* Exercise aim
Skip the pictures and quote all of the lines exactly.

Lines of data:
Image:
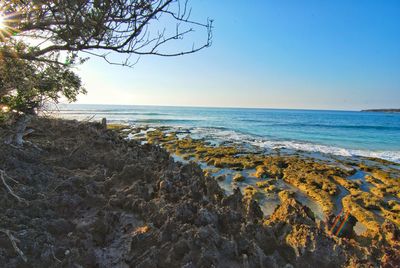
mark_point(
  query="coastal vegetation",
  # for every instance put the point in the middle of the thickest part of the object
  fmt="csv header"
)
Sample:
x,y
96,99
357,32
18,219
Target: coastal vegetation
x,y
42,42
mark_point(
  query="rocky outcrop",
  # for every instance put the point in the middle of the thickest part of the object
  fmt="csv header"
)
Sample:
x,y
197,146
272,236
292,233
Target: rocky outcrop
x,y
96,200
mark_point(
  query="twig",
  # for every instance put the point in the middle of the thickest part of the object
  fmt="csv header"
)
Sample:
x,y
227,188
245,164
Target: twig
x,y
14,243
3,176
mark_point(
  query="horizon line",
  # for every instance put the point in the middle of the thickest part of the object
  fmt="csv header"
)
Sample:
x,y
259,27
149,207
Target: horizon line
x,y
224,107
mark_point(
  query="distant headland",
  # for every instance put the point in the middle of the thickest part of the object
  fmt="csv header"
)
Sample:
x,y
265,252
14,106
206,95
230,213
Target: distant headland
x,y
382,110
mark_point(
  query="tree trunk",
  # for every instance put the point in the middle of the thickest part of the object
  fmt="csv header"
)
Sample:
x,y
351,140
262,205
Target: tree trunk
x,y
17,138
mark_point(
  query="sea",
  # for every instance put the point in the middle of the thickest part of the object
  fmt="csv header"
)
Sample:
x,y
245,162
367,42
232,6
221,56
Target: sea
x,y
336,133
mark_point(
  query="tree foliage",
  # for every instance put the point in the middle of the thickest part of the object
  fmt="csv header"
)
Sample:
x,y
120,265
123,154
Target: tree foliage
x,y
25,86
130,27
42,40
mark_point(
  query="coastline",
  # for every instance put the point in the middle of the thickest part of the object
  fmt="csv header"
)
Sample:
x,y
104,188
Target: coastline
x,y
96,198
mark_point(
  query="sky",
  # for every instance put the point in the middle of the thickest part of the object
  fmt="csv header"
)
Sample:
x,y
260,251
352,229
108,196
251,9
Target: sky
x,y
342,55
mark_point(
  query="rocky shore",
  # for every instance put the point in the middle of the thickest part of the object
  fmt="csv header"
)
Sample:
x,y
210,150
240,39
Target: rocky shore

* Answer to the task
Image:
mark_point(
  query="coastal vegetation",
  # for every instance put the point in the middle of the thickest part of the object
  fmt="csv header"
)
Sample:
x,y
96,99
357,32
18,219
Target: coastal vegetation
x,y
42,42
mark_point(
  query="rocky outcrop",
  # for every instance put the point in the middle of the thickest part of the object
  fmt="csv header"
)
Sample:
x,y
197,146
272,236
292,233
Target: rocky outcrop
x,y
96,200
mark_point(
  query="twig",
  # for every instance put the point in the middle of the thickest part of the object
  fmt="csv header"
)
Sample:
x,y
227,188
245,164
Target: twig
x,y
14,243
3,176
mark_point(
  query="horizon line",
  # for every instance put the point in the middle of the thickest part of the object
  fmt="csv header"
)
Sample:
x,y
259,27
149,207
Target: horizon line
x,y
224,107
mark_point(
  query="distant headland",
  # for every instance put the point in the middle of the thickest part of the object
  fmt="csv header"
)
Sample:
x,y
265,252
14,106
206,95
230,213
Target: distant headland
x,y
382,110
mark_point(
  query="tree trunk",
  # for every instance put the point in the middle of the thickest part of the object
  fmt="csv header"
)
Sample:
x,y
351,140
262,205
Target: tree trunk
x,y
17,138
mark_point(
  query="sea",
  # for every instance put the point in the middle of the thickest part of the object
  fmt="csv header"
)
Sample:
x,y
245,162
367,42
232,6
221,56
Target: sea
x,y
336,133
mark_point(
  query="tree foliage",
  # for every instance put the point in the middle of the thickest part of the object
  fmt="csv header"
)
Sample:
x,y
120,265
123,154
Target: tree foliage
x,y
25,86
130,27
42,40
mark_point(
  query="coastline",
  # for every instance put the point in the middle of the thickest part of the object
  fmt="csv header"
)
Sample:
x,y
104,188
Target: coastline
x,y
96,198
mark_point(
  query="sky",
  # for every instance put the point in the middle of the thickest part of the object
  fmt="csv header"
)
Sample:
x,y
260,251
352,229
108,196
251,9
Target: sky
x,y
342,55
mark_point(
  query="rocky shore",
  # for every instance put the point in the middle of the thickest part of the object
  fmt="csv header"
)
Sample:
x,y
210,150
240,39
Target: rocky shore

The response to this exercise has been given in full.